**Problem statement**
Lines before the one with "of the gray" are left out; return that line and all that follow it, exactly, through the end of the data.

**Information provided**
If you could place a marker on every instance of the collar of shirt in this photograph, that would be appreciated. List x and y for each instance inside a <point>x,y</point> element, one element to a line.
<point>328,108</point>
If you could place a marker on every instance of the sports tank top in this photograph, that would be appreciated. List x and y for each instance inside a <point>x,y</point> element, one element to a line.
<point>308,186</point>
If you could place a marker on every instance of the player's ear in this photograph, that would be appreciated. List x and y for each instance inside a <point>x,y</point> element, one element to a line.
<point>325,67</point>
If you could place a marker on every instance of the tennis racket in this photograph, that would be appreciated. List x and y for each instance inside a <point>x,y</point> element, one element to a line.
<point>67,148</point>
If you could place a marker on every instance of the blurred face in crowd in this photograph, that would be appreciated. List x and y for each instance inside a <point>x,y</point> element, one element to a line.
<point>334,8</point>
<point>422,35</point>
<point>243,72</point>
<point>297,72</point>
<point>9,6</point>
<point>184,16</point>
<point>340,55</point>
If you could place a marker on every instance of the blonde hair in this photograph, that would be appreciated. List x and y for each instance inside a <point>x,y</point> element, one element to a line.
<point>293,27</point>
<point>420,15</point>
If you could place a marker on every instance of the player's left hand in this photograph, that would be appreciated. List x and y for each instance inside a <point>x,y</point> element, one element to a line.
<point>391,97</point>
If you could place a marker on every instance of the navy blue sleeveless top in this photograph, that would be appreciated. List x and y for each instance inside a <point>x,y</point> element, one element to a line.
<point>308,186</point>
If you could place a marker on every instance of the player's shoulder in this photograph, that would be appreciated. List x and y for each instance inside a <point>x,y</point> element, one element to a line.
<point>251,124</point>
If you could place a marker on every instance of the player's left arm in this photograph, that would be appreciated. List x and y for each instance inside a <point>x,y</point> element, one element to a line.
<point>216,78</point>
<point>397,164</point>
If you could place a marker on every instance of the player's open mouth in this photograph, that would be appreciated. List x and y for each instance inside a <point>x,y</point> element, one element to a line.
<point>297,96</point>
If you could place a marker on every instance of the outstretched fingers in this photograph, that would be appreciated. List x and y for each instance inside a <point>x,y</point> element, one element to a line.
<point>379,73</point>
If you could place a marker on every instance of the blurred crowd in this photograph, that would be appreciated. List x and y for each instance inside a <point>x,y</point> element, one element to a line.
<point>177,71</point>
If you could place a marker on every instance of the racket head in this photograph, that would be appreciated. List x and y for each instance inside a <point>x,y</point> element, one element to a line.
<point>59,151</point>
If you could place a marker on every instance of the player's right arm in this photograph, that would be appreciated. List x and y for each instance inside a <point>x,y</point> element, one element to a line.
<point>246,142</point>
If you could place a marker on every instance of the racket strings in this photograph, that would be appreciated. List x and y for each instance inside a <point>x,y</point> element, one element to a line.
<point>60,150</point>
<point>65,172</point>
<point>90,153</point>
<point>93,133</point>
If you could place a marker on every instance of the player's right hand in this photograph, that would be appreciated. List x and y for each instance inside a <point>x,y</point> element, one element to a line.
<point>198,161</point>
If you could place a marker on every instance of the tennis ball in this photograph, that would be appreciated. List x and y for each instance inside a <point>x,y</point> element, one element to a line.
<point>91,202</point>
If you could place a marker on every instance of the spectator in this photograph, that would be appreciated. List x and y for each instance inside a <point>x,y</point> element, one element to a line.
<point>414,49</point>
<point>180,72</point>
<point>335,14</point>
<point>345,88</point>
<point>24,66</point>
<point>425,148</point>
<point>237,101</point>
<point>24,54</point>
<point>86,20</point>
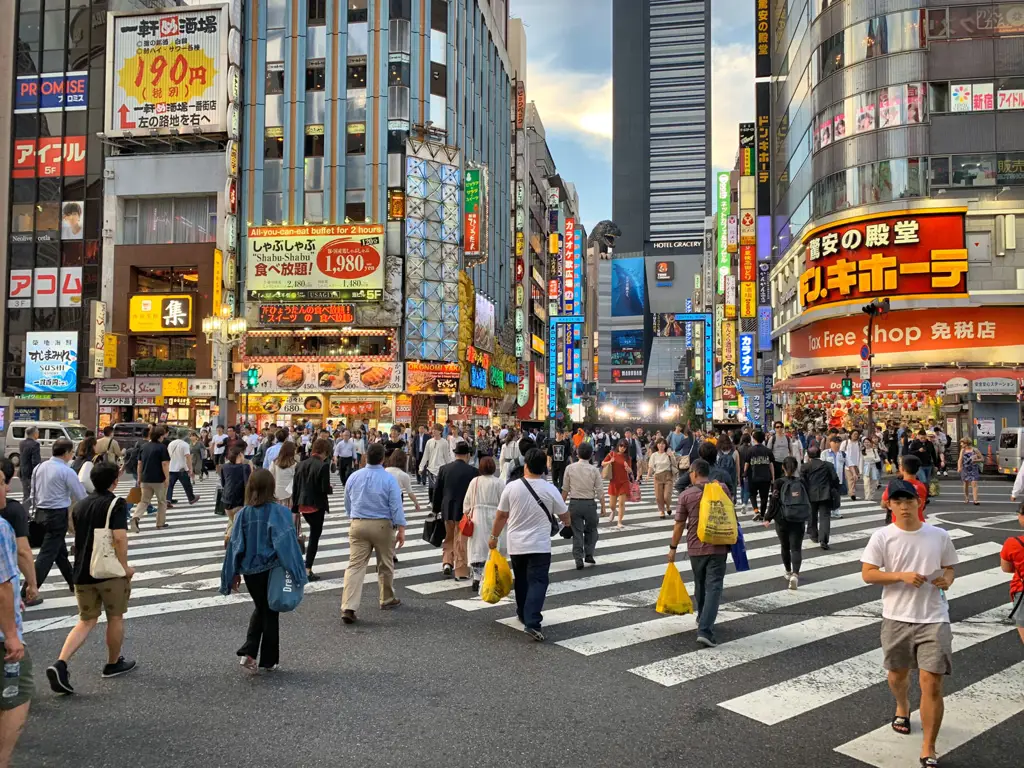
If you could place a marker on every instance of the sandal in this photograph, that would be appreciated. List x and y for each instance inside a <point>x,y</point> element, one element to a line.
<point>902,726</point>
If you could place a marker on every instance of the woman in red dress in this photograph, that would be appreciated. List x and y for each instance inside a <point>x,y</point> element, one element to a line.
<point>622,476</point>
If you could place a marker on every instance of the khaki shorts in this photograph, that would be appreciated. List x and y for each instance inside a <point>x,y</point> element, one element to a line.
<point>918,646</point>
<point>26,684</point>
<point>111,595</point>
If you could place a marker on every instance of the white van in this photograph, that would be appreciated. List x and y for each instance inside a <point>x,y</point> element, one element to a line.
<point>48,432</point>
<point>1011,457</point>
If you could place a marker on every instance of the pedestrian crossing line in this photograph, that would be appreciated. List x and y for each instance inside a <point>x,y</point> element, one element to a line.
<point>656,629</point>
<point>793,697</point>
<point>681,669</point>
<point>649,571</point>
<point>969,713</point>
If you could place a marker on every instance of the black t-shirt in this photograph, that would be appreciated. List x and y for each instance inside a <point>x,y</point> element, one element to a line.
<point>154,454</point>
<point>14,514</point>
<point>760,460</point>
<point>89,515</point>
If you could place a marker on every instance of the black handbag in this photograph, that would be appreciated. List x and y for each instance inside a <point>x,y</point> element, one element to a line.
<point>433,529</point>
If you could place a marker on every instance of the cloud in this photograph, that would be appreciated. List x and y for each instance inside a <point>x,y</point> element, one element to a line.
<point>732,99</point>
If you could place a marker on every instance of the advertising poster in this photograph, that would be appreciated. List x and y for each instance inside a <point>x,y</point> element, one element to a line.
<point>167,71</point>
<point>628,287</point>
<point>342,262</point>
<point>50,361</point>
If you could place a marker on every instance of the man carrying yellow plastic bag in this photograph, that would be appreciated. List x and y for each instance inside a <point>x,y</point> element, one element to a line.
<point>710,519</point>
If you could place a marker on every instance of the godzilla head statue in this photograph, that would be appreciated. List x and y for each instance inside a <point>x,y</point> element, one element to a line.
<point>603,236</point>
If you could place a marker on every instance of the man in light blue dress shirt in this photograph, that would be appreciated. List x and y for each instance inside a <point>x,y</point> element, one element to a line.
<point>54,487</point>
<point>373,501</point>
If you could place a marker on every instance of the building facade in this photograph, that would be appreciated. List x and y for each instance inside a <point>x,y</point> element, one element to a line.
<point>895,135</point>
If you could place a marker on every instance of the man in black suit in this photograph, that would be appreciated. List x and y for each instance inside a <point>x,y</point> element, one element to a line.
<point>450,493</point>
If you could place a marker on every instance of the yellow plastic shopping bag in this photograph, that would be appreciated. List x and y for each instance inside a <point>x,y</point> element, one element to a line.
<point>497,578</point>
<point>673,598</point>
<point>717,523</point>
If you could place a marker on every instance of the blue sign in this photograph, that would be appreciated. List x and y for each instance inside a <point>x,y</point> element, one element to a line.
<point>745,355</point>
<point>764,329</point>
<point>50,361</point>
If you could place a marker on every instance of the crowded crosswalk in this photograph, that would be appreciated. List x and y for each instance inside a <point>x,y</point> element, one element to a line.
<point>604,613</point>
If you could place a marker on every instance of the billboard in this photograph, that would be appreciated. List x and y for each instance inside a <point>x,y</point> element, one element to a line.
<point>628,287</point>
<point>50,361</point>
<point>343,261</point>
<point>167,71</point>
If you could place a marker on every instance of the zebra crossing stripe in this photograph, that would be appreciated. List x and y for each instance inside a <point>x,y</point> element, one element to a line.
<point>691,666</point>
<point>793,697</point>
<point>969,713</point>
<point>657,629</point>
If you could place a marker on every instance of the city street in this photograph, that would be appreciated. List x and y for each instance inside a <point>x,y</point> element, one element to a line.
<point>446,680</point>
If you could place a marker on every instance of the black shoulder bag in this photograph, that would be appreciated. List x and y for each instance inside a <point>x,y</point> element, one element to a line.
<point>555,524</point>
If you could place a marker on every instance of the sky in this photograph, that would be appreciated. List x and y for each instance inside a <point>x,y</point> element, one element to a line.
<point>568,49</point>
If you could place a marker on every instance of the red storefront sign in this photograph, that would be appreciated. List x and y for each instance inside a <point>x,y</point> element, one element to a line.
<point>903,255</point>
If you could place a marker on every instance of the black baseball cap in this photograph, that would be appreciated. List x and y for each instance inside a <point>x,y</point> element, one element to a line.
<point>901,489</point>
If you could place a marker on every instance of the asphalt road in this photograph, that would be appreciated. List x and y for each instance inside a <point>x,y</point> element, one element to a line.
<point>442,681</point>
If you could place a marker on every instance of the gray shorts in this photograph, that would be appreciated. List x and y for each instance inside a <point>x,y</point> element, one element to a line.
<point>918,646</point>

**Exercise solution**
If you could place a marker on every instance of the gray shorts in this photograph, that would be appreciated. List x and y for each instance inside a <point>x,y</point> element, one element to a line.
<point>918,646</point>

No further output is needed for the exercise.